**Problem**
Could you reproduce, exactly as written, every line from the one containing "Query: man's short dark hair" through the last line of the records, and nothing else?

**Supplied information**
════════════════
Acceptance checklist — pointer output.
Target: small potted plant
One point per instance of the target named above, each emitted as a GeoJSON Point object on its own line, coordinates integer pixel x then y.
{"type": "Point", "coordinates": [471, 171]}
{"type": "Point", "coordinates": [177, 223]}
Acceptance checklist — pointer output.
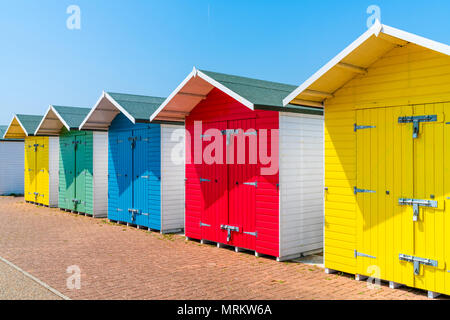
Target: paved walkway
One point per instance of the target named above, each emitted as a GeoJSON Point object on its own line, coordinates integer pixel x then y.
{"type": "Point", "coordinates": [119, 262]}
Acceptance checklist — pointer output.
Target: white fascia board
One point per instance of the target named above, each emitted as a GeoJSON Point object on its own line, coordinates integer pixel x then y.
{"type": "Point", "coordinates": [120, 108]}
{"type": "Point", "coordinates": [211, 81]}
{"type": "Point", "coordinates": [92, 111]}
{"type": "Point", "coordinates": [173, 94]}
{"type": "Point", "coordinates": [51, 108]}
{"type": "Point", "coordinates": [105, 95]}
{"type": "Point", "coordinates": [43, 119]}
{"type": "Point", "coordinates": [420, 41]}
{"type": "Point", "coordinates": [10, 124]}
{"type": "Point", "coordinates": [21, 125]}
{"type": "Point", "coordinates": [221, 87]}
{"type": "Point", "coordinates": [375, 29]}
{"type": "Point", "coordinates": [59, 117]}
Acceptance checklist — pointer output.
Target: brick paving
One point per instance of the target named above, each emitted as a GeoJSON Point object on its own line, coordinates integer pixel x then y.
{"type": "Point", "coordinates": [119, 262]}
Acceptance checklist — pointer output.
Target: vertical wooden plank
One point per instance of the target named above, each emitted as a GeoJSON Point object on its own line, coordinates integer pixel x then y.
{"type": "Point", "coordinates": [359, 182]}
{"type": "Point", "coordinates": [439, 195]}
{"type": "Point", "coordinates": [381, 192]}
{"type": "Point", "coordinates": [390, 198]}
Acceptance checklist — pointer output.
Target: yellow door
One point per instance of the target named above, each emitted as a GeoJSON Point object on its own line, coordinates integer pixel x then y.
{"type": "Point", "coordinates": [30, 170]}
{"type": "Point", "coordinates": [384, 174]}
{"type": "Point", "coordinates": [429, 186]}
{"type": "Point", "coordinates": [43, 182]}
{"type": "Point", "coordinates": [401, 192]}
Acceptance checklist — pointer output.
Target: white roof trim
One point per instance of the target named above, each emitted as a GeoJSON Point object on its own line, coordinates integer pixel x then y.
{"type": "Point", "coordinates": [114, 102]}
{"type": "Point", "coordinates": [20, 123]}
{"type": "Point", "coordinates": [194, 73]}
{"type": "Point", "coordinates": [51, 108]}
{"type": "Point", "coordinates": [376, 29]}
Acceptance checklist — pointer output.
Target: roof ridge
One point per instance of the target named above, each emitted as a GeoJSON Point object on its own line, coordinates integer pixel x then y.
{"type": "Point", "coordinates": [252, 79]}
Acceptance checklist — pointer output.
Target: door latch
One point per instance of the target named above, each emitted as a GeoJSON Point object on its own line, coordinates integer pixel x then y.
{"type": "Point", "coordinates": [360, 254]}
{"type": "Point", "coordinates": [229, 229]}
{"type": "Point", "coordinates": [416, 120]}
{"type": "Point", "coordinates": [356, 190]}
{"type": "Point", "coordinates": [255, 184]}
{"type": "Point", "coordinates": [417, 262]}
{"type": "Point", "coordinates": [204, 225]}
{"type": "Point", "coordinates": [416, 203]}
{"type": "Point", "coordinates": [356, 127]}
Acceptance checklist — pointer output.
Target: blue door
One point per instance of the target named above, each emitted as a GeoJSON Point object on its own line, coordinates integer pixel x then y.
{"type": "Point", "coordinates": [120, 176]}
{"type": "Point", "coordinates": [141, 177]}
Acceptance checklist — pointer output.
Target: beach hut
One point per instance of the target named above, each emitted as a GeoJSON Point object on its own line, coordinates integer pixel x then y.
{"type": "Point", "coordinates": [253, 167]}
{"type": "Point", "coordinates": [145, 179]}
{"type": "Point", "coordinates": [11, 170]}
{"type": "Point", "coordinates": [83, 161]}
{"type": "Point", "coordinates": [387, 158]}
{"type": "Point", "coordinates": [41, 160]}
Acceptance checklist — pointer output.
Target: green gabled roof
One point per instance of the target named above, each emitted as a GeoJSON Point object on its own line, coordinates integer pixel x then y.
{"type": "Point", "coordinates": [29, 122]}
{"type": "Point", "coordinates": [258, 92]}
{"type": "Point", "coordinates": [73, 116]}
{"type": "Point", "coordinates": [139, 107]}
{"type": "Point", "coordinates": [3, 131]}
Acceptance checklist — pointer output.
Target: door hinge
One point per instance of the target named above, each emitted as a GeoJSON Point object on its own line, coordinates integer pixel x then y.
{"type": "Point", "coordinates": [255, 234]}
{"type": "Point", "coordinates": [356, 127]}
{"type": "Point", "coordinates": [416, 203]}
{"type": "Point", "coordinates": [229, 230]}
{"type": "Point", "coordinates": [416, 120]}
{"type": "Point", "coordinates": [356, 190]}
{"type": "Point", "coordinates": [417, 262]}
{"type": "Point", "coordinates": [359, 254]}
{"type": "Point", "coordinates": [255, 184]}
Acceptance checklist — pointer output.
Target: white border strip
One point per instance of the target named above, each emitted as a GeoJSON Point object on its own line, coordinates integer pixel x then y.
{"type": "Point", "coordinates": [10, 124]}
{"type": "Point", "coordinates": [51, 108]}
{"type": "Point", "coordinates": [194, 73]}
{"type": "Point", "coordinates": [374, 30]}
{"type": "Point", "coordinates": [43, 284]}
{"type": "Point", "coordinates": [105, 95]}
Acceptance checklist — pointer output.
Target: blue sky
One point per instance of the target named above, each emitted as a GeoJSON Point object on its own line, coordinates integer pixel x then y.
{"type": "Point", "coordinates": [148, 47]}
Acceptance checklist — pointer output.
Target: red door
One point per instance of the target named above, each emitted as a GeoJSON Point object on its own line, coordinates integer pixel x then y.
{"type": "Point", "coordinates": [213, 182]}
{"type": "Point", "coordinates": [242, 148]}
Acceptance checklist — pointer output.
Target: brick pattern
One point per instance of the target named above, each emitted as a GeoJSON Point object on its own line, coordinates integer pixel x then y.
{"type": "Point", "coordinates": [119, 262]}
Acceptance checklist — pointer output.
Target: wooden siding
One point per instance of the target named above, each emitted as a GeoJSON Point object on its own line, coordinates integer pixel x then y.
{"type": "Point", "coordinates": [407, 75]}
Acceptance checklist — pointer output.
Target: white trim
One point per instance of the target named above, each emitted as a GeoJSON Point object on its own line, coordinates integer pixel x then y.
{"type": "Point", "coordinates": [92, 111]}
{"type": "Point", "coordinates": [194, 73]}
{"type": "Point", "coordinates": [376, 29]}
{"type": "Point", "coordinates": [173, 94]}
{"type": "Point", "coordinates": [105, 95]}
{"type": "Point", "coordinates": [9, 127]}
{"type": "Point", "coordinates": [221, 87]}
{"type": "Point", "coordinates": [26, 274]}
{"type": "Point", "coordinates": [51, 108]}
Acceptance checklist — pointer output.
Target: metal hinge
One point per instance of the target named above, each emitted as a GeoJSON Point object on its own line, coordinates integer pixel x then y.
{"type": "Point", "coordinates": [255, 184]}
{"type": "Point", "coordinates": [229, 230]}
{"type": "Point", "coordinates": [417, 262]}
{"type": "Point", "coordinates": [416, 120]}
{"type": "Point", "coordinates": [356, 127]}
{"type": "Point", "coordinates": [255, 234]}
{"type": "Point", "coordinates": [356, 190]}
{"type": "Point", "coordinates": [359, 254]}
{"type": "Point", "coordinates": [416, 203]}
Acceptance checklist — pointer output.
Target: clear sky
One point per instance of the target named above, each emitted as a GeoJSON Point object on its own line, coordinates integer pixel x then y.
{"type": "Point", "coordinates": [148, 47]}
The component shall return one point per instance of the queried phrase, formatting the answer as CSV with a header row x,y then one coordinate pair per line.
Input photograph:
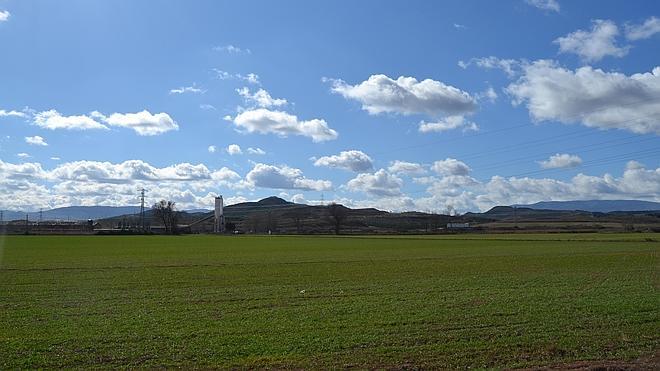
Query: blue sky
x,y
435,106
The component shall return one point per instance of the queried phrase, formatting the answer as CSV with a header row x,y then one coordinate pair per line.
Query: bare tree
x,y
166,212
338,214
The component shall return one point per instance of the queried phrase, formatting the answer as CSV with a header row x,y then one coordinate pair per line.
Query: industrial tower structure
x,y
219,222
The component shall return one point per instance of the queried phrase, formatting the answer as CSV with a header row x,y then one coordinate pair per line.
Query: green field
x,y
327,302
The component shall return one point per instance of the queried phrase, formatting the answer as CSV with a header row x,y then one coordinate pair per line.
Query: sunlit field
x,y
319,302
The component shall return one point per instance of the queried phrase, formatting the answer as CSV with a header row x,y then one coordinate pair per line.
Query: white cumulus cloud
x,y
590,96
552,5
260,98
283,177
36,140
448,123
234,149
187,89
352,160
143,123
406,95
406,168
561,161
650,27
12,113
283,124
232,49
381,184
509,66
595,44
251,78
53,120
256,151
450,166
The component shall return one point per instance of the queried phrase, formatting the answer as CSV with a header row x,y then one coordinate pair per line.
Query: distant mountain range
x,y
596,206
102,212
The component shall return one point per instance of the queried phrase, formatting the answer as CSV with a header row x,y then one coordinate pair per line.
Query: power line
x,y
576,116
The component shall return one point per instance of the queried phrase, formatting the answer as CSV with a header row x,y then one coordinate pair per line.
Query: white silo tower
x,y
219,225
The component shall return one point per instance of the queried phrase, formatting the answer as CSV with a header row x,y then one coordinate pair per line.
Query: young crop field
x,y
502,301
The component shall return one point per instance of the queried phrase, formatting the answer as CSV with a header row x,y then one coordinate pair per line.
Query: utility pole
x,y
515,217
142,209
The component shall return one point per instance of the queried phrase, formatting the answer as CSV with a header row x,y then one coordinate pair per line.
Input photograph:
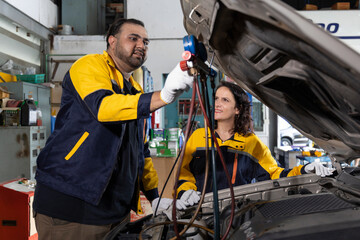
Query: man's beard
x,y
133,61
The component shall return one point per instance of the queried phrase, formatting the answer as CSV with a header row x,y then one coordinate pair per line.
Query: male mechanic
x,y
96,161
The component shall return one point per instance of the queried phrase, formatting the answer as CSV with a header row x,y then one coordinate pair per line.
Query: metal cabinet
x,y
41,94
19,149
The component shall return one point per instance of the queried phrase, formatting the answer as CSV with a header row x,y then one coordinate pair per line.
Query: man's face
x,y
130,46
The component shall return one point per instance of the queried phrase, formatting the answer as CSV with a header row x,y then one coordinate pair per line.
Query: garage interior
x,y
41,39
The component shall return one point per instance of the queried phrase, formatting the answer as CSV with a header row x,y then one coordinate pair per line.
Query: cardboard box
x,y
16,218
310,7
341,6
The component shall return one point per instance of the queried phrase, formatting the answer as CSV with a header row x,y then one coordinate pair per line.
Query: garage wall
x,y
42,11
164,22
24,33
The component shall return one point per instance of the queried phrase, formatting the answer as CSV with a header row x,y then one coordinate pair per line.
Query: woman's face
x,y
225,103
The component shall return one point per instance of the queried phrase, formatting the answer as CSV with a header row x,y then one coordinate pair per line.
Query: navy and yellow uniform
x,y
97,160
246,158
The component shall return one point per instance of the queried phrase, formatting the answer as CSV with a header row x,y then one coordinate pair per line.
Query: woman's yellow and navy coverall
x,y
246,158
97,159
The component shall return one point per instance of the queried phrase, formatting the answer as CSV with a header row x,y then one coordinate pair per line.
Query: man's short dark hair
x,y
116,27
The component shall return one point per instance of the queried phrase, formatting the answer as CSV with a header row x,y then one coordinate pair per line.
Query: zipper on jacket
x,y
77,145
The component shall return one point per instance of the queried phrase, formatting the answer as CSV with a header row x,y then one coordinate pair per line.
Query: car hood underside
x,y
294,67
════════════════
**Result**
Query: man's short dark hair
x,y
116,27
The component shall return one point per instance of the queried phrase, formatting the answer as CSV with a header row x,y then one coordinate pair per line.
Query: zipper on jacket
x,y
77,145
The component shall return one point per instance of the queried phrase, formatting the answer as CSV with a header row x,y then one coordinate pair per line.
Query: car hood underside
x,y
294,67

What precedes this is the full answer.